===== Fragmento de la página
La enajenación te va poseyendo, eres prácticamente inconsciente de lo que ocurre a tu alrededor y temes con todo tu corazón irrumpir en la escena diciendo o haciendo alguna marcianada que te estigmatice hasta el fin de la carrera.
No quieres llamar la atención en absoluto, pero salir en mitad de la clase lo requiere, por lo que buscas los ojos de tu profesor, le haces un gesto con el dedo y le haces ver que tienes que marcharte. Te levantas lentamente, como si el tiempo estuviera suspendido por unos instantes y, con la mirada fija en el suelo, marchas directamente hacia la puerta.
Una vez en el pasillo te sientes libre, pero no por mucho tiempo.
Lo que tu mente te pide ahora es un refugio, por lo que te diriges a los servicios. Te sientas en la taza bajada del inodoro a modo de asiento, dejas tu portafolios en una esquina, echas el pestillo, te lías un cigarro, te colocas los auriculares y pones a reproducir el
Shine on your crazy diamond.
A partir de entonces la desrealización, la despersonalización, el insomnio, las jaquecas, los vértigos y la hipocondría aguda se convierten en tu día a día. El Lexatín no te sirve para nada y el Lormetazepam no te deja llevar una vida mínimamente productiva.
Tu médico de cabecera te envía a la clínica de especialistas, y consigues cita con uno de los psiquiatras del distrito.
Tras más de una hora contándoles todas las intimidades de tu vida llegan a la ingeniosa conclusión de diagnóstico: "usted padece de ansiedad". En ese momento pasas a convertirte en el conejillo de indias del psiquiatra y de la compañía farmacéutica con la que todo médico que se precie está asociado: Paroxetina en 20mg, y posteriormente Fluoxetina, acompañado desde el principio por el Lorazepam en 1mg.
==========
===== Datos proporcionados
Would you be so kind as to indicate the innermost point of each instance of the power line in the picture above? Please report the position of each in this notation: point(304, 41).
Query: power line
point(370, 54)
==========
# Qué se pide
Por favor, devuelve sin ningún cambio el tramo del texto sobre la ansiedad que va desde "La enajenación te" hasta "por mucho tiempo.", ambos incluidos.

# Resultado del ejercicio
La enajenación te va poseyendo, eres prácticamente inconsciente de lo que ocurre a tu alrededor y temes con todo tu corazón irrumpir en la escena diciendo o haciendo alguna marcianada que te estigmatice hasta el fin de la carrera.
No quieres llamar la atención en absoluto, pero salir en mitad de la clase lo requiere, por lo que buscas los ojos de tu profesor, le haces un gesto con el dedo y le haces ver que tienes que marcharte. Te levantas lentamente, como si el tiempo estuviera suspendido por unos instantes y, con la mirada fija en el suelo, marchas directamente hacia la puerta.
Una vez en el pasillo te sientes libre, pero no por mucho tiempo.